Object location annotation data:
◆ ◆ ◆ ◆ ◆ ◆ ◆

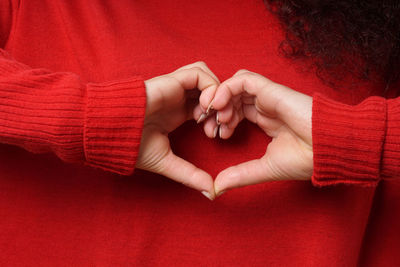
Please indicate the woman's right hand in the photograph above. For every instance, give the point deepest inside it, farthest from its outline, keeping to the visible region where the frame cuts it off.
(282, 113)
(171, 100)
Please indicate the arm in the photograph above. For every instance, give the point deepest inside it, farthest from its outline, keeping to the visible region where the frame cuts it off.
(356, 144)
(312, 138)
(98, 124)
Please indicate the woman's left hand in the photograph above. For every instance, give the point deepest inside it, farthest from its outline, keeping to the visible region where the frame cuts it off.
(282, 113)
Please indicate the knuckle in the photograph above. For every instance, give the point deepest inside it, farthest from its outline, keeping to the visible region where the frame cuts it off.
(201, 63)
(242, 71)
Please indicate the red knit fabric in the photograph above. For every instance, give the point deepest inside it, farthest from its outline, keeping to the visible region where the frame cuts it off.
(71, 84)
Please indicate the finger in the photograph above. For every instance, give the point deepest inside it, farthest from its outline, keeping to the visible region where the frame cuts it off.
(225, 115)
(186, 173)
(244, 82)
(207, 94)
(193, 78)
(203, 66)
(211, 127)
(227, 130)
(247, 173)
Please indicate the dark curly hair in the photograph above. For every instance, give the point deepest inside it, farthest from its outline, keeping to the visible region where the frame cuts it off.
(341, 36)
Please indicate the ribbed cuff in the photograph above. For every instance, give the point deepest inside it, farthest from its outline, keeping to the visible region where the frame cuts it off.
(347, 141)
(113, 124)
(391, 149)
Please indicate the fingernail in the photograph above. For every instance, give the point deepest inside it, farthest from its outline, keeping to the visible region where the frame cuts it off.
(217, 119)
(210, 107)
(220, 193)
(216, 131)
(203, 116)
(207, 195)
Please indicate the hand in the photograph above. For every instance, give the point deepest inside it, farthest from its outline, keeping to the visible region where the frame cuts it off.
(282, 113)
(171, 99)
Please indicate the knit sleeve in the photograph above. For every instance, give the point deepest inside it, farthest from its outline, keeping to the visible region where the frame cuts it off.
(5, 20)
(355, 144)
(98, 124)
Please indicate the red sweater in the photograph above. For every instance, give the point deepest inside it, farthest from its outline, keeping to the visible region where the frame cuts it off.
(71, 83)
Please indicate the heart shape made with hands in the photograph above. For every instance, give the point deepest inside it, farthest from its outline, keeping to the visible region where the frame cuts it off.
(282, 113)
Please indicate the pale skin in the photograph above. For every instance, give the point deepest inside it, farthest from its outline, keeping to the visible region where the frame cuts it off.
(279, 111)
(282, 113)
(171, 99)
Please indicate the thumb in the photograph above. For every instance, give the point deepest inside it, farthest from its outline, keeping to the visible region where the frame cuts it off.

◆ ◆ ◆ ◆ ◆ ◆ ◆

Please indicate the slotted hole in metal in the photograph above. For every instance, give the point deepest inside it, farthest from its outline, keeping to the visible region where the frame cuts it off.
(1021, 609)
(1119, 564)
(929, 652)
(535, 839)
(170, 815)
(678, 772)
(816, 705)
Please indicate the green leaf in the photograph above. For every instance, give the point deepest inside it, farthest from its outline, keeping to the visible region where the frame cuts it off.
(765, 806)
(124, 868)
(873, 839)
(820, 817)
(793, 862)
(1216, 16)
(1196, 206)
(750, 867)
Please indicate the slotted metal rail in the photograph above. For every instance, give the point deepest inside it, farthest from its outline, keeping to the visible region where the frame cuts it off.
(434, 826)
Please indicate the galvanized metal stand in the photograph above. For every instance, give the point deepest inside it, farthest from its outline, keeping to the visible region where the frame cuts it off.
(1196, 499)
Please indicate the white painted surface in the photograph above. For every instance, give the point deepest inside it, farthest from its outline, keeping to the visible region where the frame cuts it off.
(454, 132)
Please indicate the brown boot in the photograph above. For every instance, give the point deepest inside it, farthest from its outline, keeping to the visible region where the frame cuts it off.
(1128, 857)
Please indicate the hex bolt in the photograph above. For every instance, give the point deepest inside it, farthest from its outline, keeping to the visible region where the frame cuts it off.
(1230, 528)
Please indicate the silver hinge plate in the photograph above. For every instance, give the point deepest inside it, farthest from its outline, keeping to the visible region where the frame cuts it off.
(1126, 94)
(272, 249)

◆ ◆ ◆ ◆ ◆ ◆ ◆

WHAT TO WORK ON: Reproduce only the part that opens with the line containing "Please indicate the slotted hole" and closes with the line containing "(1196, 499)", swapping "green leaf" for "plant leaf" and keeping everything else unchanged.

WRITTEN SOLUTION:
Please indicate the slotted hole in metal in the photograph above. For every instance, give the point deepest inside it, farthest from its outline, keeping to the visible region where the frame cuts it off.
(1021, 609)
(1119, 564)
(929, 652)
(535, 839)
(170, 815)
(678, 772)
(816, 705)
Please indicate the plant leaf in the photograph above. For every instance, give the point deepest inside it, farthest from its outline, keeping to the visible region where the frame cuts it off.
(765, 806)
(124, 868)
(873, 839)
(820, 817)
(793, 862)
(1216, 16)
(1196, 206)
(750, 867)
Please indicate the slotted metal rail in the photograph above. For every instance, give the point deepest inside it, farthest from its outline, keeping to the visible region where the frame cuts it off.
(434, 826)
Please indicate the galvanized metal stand in the photograph above. For every instance, give the point deepest inside it, farthest from its outline, keeping to the visible region where the frame cuts it off.
(1196, 499)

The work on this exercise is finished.